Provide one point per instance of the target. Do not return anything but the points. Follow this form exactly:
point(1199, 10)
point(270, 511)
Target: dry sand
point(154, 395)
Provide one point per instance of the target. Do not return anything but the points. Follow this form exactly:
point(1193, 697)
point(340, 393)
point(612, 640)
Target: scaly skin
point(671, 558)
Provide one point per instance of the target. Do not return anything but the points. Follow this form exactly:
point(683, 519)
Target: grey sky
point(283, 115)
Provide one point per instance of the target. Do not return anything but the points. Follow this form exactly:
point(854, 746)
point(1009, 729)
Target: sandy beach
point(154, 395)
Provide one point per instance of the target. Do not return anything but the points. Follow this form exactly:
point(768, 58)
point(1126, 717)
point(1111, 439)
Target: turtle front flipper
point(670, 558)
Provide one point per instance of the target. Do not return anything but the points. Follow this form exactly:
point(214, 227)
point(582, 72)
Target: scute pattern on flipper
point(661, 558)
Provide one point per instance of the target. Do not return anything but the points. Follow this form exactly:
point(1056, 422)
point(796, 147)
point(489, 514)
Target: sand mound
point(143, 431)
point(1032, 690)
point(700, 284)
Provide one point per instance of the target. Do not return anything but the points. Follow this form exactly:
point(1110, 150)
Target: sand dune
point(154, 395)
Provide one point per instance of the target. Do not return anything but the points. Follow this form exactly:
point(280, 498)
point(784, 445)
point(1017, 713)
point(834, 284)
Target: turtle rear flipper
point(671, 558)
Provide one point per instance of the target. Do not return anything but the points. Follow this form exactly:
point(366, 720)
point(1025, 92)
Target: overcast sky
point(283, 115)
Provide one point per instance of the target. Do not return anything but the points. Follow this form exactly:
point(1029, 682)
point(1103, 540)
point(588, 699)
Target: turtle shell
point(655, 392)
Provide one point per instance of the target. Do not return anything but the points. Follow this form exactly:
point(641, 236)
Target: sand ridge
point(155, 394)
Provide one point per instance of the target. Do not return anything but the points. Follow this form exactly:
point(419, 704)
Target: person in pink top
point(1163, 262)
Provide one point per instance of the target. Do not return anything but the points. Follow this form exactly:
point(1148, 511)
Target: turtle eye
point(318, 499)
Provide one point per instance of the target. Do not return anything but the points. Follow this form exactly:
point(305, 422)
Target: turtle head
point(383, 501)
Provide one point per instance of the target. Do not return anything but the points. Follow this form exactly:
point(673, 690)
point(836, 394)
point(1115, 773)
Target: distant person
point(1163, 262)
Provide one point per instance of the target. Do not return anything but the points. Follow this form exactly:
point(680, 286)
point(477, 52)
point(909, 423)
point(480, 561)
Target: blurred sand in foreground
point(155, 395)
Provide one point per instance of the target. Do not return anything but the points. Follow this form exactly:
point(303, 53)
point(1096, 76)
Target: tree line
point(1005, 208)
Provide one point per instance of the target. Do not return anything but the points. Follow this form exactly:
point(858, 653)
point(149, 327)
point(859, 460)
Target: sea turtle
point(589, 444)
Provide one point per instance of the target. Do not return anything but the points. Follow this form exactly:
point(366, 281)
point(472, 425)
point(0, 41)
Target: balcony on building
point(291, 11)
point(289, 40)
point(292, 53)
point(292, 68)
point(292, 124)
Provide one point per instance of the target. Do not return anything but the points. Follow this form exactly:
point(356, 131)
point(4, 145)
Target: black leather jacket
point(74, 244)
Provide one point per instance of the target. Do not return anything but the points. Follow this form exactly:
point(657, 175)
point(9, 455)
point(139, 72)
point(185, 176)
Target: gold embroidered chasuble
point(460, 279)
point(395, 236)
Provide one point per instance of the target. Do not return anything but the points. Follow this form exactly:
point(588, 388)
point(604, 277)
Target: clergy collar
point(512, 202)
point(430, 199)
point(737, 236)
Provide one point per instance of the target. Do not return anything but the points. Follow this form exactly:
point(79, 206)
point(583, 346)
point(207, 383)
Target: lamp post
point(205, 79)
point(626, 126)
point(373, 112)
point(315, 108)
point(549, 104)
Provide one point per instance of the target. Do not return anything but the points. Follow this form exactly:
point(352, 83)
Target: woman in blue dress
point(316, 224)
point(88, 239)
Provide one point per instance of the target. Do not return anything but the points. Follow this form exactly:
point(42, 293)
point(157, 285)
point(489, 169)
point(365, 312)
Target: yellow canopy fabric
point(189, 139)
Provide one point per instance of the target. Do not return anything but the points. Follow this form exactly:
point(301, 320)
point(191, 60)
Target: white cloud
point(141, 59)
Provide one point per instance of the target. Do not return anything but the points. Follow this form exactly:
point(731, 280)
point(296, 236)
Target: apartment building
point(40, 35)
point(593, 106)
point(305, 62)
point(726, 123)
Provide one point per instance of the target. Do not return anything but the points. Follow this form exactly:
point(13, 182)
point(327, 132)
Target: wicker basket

.....

## [Brief]
The listing above should be transcribed in full, exactly as written.

## [Output of the exercise]
Provide one point per instance of the target. Do not return anything but the points. Follow this form exactly:
point(1199, 10)
point(270, 511)
Target: dry sand
point(154, 395)
Provide one point per instance of the target. Do not return anything but the points. Follow this form exactly:
point(1193, 697)
point(340, 393)
point(612, 640)
Target: scaly skin
point(671, 558)
Provide one point per instance of the target. Do not return anything but the points. Follow this form exactly:
point(683, 519)
Target: grey sky
point(283, 115)
Provide one point per instance of the target. Do not return anything but the points. Follow this form exactly:
point(854, 746)
point(1009, 729)
Target: sandy beach
point(154, 395)
Provide one point per instance of the target. Do not return anything but the points. Follow this form exactly:
point(768, 58)
point(1126, 717)
point(1111, 439)
Target: turtle front flipper
point(670, 558)
Provide one point per instance of the target. Do not return anything but the points. Follow this form exactly:
point(214, 227)
point(582, 72)
Target: scute pattern on flipper
point(661, 558)
Provide one point per instance of the target. Do not return anything but the points. Follow this form exactly:
point(1056, 422)
point(796, 147)
point(489, 514)
Target: sand mound
point(143, 431)
point(1032, 690)
point(700, 284)
Provide one point per instance of the target. Do not return anything but the points. Follow this form exactly:
point(1110, 150)
Target: sand dune
point(154, 395)
Provide one point per instance of the target. Do not return anything but the points. Follow this form exactly:
point(280, 498)
point(784, 445)
point(1017, 713)
point(834, 284)
Target: turtle rear flipper
point(671, 558)
Provide one point per instance of the target. Do not return anything but the points. Follow this form exactly:
point(366, 720)
point(1025, 92)
Target: overcast sky
point(283, 115)
Provide one point per instance of the target. Do not return anything but the points. Follow this form exactly:
point(1029, 682)
point(1103, 540)
point(588, 699)
Target: turtle shell
point(655, 392)
Provide one point per instance of the target. Do not return anything but the points. Follow this form exactly:
point(641, 236)
Target: sand ridge
point(155, 394)
Provide one point per instance of the target. Do not return anything but the points. Follow this form exactly:
point(419, 704)
Target: person in pink top
point(1163, 262)
Provide one point per instance of the target. Do not return anything but the points. Follow this form exactly:
point(1148, 511)
Target: turtle eye
point(318, 499)
Provide one point per instance of the target. Do not return anything but the points. Follow this form exactly:
point(305, 422)
Target: turtle head
point(383, 501)
Provide one point per instance of the target. Do not return anything but the points. Follow this form exactly:
point(673, 690)
point(836, 394)
point(1115, 773)
Target: distant person
point(1163, 262)
Provide one point per instance of the target. Do not return anything but the points. Follow this form exactly:
point(680, 286)
point(477, 52)
point(909, 423)
point(480, 561)
Target: blurred sand in foreground
point(155, 395)
Provide one point per instance of the target. Do not return anything but the points. Follow this form exactly:
point(303, 53)
point(1096, 76)
Target: tree line
point(1005, 208)
Provide one point per instance of the target. Do not return anything but the points. Follow this form exactly:
point(858, 653)
point(149, 327)
point(859, 460)
Target: sea turtle
point(589, 444)
Provide one point per instance of the target. Do not return anything but the points. Follow this form exactly:
point(366, 281)
point(472, 425)
point(0, 41)
Target: balcony on building
point(291, 11)
point(289, 40)
point(292, 53)
point(292, 68)
point(292, 124)
Provide one point per instance of the target. Do not return anything but the points. Follow this form exactly:
point(356, 131)
point(4, 145)
Target: black leather jacket
point(74, 244)
Provide one point per instance of the target. Do not return anything but the points. Follow this form exactly:
point(657, 175)
point(9, 455)
point(139, 72)
point(185, 176)
Target: gold embroidered chasuble
point(460, 279)
point(395, 236)
Provide one point per instance of the target. Do not return anything but the points. Follow this form exactly:
point(588, 388)
point(604, 277)
Target: clergy collar
point(512, 202)
point(430, 199)
point(737, 236)
Provide one point per instance of the target. Do not return anything but the points. Follow this form exactly:
point(79, 206)
point(583, 346)
point(207, 383)
Target: lamp post
point(205, 79)
point(626, 126)
point(373, 112)
point(315, 108)
point(549, 104)
Provide one point per instance of the target. Do not return anything but the points. Follow this form exactly:
point(352, 83)
Target: woman in blue dress
point(316, 224)
point(88, 239)
Provide one point per instance of the target. Do not return anything but the points. Follow this form exactly:
point(42, 293)
point(157, 285)
point(489, 169)
point(365, 312)
Target: yellow canopy fabric
point(189, 139)
Provide one point per instance of the target. Do not return anything but the points. Follow this form exactly:
point(301, 320)
point(191, 60)
Target: white cloud
point(141, 59)
Provide one point per instance of the target. Do not return anything but the points. Follow this form exactly:
point(731, 280)
point(296, 236)
Target: apartment building
point(40, 35)
point(593, 106)
point(305, 62)
point(726, 123)
Provide one point per instance of the target. Do not return anything but the points. Follow this form exactly:
point(13, 182)
point(327, 132)
Target: wicker basket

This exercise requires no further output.